* START SOURCE PASSAGE *
It’s been hardly three years since I moved up north from down south. Prior to that, it’d been a rather long time since I’d been in touch with a more “conservative” ethos of the Malaysian life. For one thing, most of my young adult life had been spent in the more urban settings. For another thing, I spent quite a number of years being immersed in life in a neighbouring country that’s utterly modern; in fact, very Western in many aspects.


Although I’ve often considered myself as being very much of a kampong boy (“village boy”), I’m beginning to wonder if perhaps I’m suffering from some form of culture-shock, or rather, a reverse culture-shock.


Here’s one big thing that alarmed me during the first few months here, and continues to alarm me: I realised that people here like to make mountains out of molehills. This is true even in the Christian context (or should I say, especially in the Christian context?)


Heck, it's true even in the context of the seminary where Christian ministers are trained. I know, because I taught in one. So let me just use this context as an example, because this was where I suffered the greatest shock after all.


Imagine, the slightest variance from the prescribed dress codes would earn you a spiritual exhortation (by this, I mean just a negligible difference between a collared and a non-collared t-shirt, between having your shirt tucked in and not tucked in). The slightest defiance of a rule, no matter how senseless it might be, could cost you a spiritual tongue lashing.


I’ve also found that the formation of Christians ministers in Malaysia is centred on rules. It’s not uncommon to hear comments like, “It’s the policy” or “I hope you understand, I’m just following the procedures”, no matter how ridiculous or archaic these policies and procedures may be. No one bothers to review the rules – and when someone does review the rules, you can almost always expect that it means a couple of other new rules will be coming up soon. I can’t seem to get used to such legalism. And I couldn’t get used to telling people that they had to somehow abide by such legalism just because “it’s the way things are”. Some people are busy making rules so that things can start running mechanically without them having to think through issues too much.
* END SOURCE PASSAGE *
* START RECORDED DATA *
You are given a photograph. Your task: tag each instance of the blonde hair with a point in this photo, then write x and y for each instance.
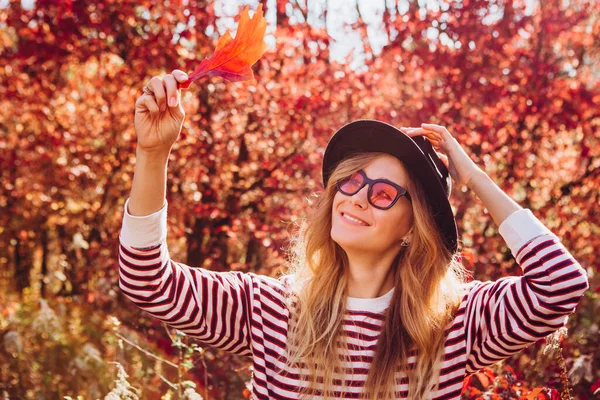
(427, 279)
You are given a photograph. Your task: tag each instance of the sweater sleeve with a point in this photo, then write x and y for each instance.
(505, 316)
(215, 307)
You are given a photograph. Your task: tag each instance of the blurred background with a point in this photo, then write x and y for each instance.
(515, 81)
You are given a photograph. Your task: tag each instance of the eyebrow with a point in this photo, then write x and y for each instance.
(389, 180)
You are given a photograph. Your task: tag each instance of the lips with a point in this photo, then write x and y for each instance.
(355, 217)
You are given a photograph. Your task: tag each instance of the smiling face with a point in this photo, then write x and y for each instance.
(380, 230)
* END RECORDED DATA *
STATED EXERCISE: Please copy the culture-shock passage word for word, everything from "Here’s one big" down to "the Christian context?)". The listing has no connection to the culture-shock passage.

EXERCISE RESULT:
Here’s one big thing that alarmed me during the first few months here, and continues to alarm me: I realised that people here like to make mountains out of molehills. This is true even in the Christian context (or should I say, especially in the Christian context?)